> [Reading passage]
--- --- ---
Hay fever: More than a sniffle

23 September 2011

Written by: KATE SCARFF

Do you have a runny nose, itchy throat and wheezing cough? Feeling sorry for yourself?

It’s difficult to ignore the symptoms of allergic rhinitis. Visits to the chemist to stock up on antihistamines and decongestants repeat year after year.

According to the 2007-2008 National Health Survey results published in the Australian Bureau of Statistics Year Book last year, 17 per cent of adults and 17 per cent of young adults (15-24 years) in Australia are affected by allergic rhinitis, commonly known as hay fever. The prevalence of allergic rhinitis has doubled over the last 10 to 15 years.

Climate change is expected to have a major influence on the increased prevalence of allergic rhinitis.  The condition has an enormous effect on Australian society with many people taking sick days, spending money on medication and visits to the doctors, specialists, and hospitals.
--- --- ---
> [Supplied entries]

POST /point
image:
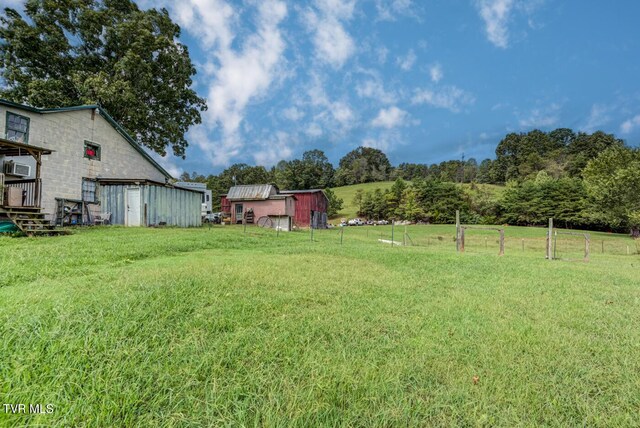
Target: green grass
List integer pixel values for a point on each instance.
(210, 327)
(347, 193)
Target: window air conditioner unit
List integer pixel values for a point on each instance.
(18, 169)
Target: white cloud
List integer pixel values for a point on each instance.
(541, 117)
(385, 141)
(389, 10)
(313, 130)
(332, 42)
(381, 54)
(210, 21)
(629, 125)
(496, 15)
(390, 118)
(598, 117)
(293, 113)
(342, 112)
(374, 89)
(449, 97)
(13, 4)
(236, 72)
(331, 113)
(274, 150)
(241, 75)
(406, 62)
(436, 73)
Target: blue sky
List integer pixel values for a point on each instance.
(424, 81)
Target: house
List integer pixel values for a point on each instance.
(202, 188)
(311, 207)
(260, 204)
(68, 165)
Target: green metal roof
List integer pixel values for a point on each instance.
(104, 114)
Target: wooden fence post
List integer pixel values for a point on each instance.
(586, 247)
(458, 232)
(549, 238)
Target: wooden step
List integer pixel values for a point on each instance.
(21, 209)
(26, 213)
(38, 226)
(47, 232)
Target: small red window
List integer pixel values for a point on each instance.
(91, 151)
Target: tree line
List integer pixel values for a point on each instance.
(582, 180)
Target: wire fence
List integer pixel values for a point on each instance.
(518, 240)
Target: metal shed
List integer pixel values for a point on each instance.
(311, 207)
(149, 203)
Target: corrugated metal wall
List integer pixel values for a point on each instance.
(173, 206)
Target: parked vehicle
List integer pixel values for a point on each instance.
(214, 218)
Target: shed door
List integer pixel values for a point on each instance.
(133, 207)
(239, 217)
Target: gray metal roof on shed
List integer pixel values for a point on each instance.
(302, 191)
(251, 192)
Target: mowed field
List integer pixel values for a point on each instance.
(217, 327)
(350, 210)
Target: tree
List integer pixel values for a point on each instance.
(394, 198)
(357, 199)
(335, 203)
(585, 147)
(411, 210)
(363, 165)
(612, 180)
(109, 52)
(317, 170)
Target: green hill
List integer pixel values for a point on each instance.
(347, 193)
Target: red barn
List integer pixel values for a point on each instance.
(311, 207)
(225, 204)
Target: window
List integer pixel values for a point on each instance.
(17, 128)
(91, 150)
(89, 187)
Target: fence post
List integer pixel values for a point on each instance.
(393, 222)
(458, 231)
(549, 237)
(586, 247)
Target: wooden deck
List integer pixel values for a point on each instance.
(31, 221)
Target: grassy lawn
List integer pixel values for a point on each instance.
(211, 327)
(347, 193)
--- --- ---
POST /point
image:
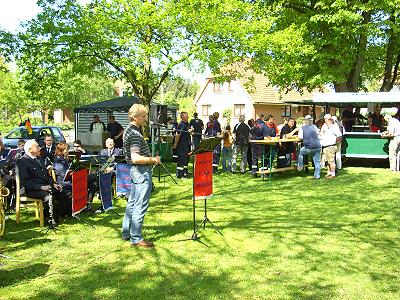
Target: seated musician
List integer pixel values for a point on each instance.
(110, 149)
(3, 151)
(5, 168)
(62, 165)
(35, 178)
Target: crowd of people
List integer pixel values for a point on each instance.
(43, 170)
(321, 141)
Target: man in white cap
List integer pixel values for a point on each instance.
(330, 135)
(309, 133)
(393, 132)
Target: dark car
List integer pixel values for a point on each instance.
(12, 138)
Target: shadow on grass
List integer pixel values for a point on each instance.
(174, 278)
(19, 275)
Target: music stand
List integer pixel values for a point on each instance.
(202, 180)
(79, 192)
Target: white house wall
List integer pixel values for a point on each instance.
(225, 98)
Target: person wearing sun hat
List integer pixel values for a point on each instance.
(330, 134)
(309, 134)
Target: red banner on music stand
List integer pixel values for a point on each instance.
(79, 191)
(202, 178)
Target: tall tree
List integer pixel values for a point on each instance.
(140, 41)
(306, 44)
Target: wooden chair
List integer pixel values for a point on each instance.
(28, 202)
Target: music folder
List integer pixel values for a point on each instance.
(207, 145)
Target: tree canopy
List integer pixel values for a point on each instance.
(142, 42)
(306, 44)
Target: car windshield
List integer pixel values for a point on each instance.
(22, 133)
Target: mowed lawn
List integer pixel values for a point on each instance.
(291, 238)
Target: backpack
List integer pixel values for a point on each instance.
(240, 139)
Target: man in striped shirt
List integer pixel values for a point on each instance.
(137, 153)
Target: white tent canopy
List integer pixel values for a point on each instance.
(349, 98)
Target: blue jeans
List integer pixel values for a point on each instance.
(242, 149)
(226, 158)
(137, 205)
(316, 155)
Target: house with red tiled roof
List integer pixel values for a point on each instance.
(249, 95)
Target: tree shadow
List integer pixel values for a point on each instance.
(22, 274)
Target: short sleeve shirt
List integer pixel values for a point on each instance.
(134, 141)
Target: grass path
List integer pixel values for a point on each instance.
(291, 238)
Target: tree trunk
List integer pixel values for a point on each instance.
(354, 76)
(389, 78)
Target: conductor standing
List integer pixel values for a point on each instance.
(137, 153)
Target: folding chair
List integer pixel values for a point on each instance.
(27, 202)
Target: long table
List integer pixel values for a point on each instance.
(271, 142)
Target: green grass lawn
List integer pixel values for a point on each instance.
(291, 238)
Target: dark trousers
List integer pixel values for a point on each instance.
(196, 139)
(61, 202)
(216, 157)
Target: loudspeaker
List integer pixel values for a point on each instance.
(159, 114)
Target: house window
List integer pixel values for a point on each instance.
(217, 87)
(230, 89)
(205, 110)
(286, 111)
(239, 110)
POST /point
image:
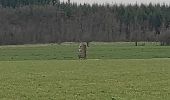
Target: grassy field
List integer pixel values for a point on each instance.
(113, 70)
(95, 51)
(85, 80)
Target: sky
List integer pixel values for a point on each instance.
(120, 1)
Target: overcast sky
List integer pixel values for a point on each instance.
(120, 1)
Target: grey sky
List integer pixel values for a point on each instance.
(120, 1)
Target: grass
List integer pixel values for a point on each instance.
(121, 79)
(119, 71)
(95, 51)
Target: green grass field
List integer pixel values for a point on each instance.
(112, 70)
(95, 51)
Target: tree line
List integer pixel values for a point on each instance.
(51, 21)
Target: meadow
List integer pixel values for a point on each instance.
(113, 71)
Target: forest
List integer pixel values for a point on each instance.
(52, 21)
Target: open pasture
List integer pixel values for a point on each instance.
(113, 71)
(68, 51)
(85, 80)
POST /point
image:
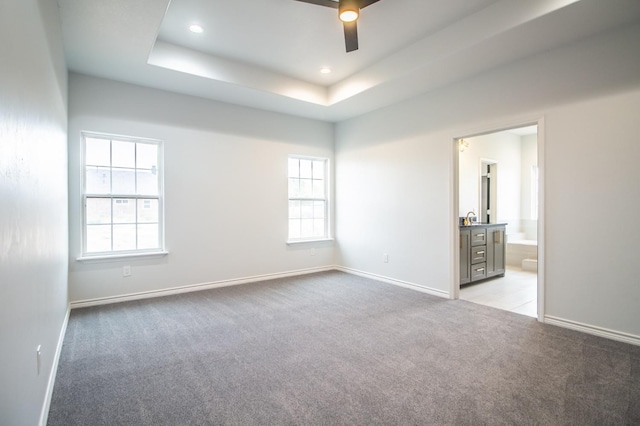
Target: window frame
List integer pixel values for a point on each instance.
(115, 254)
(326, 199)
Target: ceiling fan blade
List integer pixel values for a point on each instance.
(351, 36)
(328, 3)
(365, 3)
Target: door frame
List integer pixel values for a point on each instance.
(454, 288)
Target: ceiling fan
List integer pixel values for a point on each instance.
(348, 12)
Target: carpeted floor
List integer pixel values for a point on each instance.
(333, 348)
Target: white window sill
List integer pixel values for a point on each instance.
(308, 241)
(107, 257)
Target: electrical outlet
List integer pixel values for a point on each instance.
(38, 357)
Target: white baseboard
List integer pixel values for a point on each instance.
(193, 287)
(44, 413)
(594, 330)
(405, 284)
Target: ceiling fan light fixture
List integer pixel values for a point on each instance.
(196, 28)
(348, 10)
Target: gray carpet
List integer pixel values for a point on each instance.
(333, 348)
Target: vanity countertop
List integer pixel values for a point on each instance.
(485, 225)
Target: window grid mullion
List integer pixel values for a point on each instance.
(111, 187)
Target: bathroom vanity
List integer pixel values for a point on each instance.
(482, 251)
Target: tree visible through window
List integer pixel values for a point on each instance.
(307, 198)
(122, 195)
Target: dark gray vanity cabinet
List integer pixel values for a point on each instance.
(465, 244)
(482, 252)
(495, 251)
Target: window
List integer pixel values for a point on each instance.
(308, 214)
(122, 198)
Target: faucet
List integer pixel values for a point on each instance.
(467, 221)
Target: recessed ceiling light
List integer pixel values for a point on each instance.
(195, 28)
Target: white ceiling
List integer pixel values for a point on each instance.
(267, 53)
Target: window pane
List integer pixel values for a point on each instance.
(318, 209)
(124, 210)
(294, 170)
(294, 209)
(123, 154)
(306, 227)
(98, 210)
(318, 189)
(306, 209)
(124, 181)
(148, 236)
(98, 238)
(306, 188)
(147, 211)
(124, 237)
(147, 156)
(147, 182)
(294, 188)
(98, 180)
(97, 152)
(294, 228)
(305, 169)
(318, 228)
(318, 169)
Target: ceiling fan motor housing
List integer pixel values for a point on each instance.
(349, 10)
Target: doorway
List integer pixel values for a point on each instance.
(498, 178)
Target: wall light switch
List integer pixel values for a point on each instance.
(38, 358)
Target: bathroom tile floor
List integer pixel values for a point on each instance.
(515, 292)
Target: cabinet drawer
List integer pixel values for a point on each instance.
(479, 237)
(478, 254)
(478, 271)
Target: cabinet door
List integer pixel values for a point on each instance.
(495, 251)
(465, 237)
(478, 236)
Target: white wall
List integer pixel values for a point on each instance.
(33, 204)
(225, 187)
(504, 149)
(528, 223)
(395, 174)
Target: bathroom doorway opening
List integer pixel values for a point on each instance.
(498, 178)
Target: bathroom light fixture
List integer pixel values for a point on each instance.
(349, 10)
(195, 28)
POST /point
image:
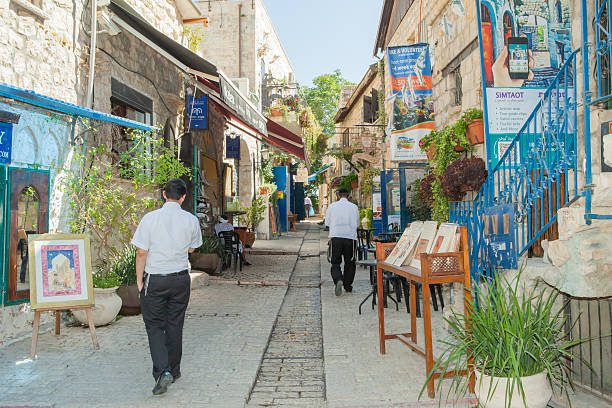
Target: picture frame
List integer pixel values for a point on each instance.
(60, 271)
--- --- ---
> [Tasks]
(1) Write out the part of the hay fever article above from "It’s difficult to" to "to 15 years.".
(2) Summarize the hay fever article in two sentences.
(3) According to the hay fever article, what is expected to have a major influence on the increased prevalence of allergic rhinitis?

> [Outputs by task]
(1)
It’s difficult to ignore the symptoms of allergic rhinitis. Visits to the chemist to stock up on antihistamines and decongestants repeat year after year.

According to the 2007-2008 National Health Survey results published in the Australian Bureau of Statistics Year Book last year, 17 per cent of adults and 17 per cent of young adults (15-24 years) in Australia are affected by allergic rhinitis, commonly known as hay fever. The prevalence of allergic rhinitis has doubled over the last 10 to 15 years.

(2) According to the 2007-2008 National Health Survey, allergic rhinitis, commonly known as hay fever, affects 17 per cent of adults and 17 per cent of young adults in Australia, and its prevalence has doubled over the last 10 to 15 years. Climate change is expected to have a major influence on this increase, and the condition has an enormous effect on Australian society through sick days and spending on medication and visits to doctors, specialists and hospitals.

(3) Climate change.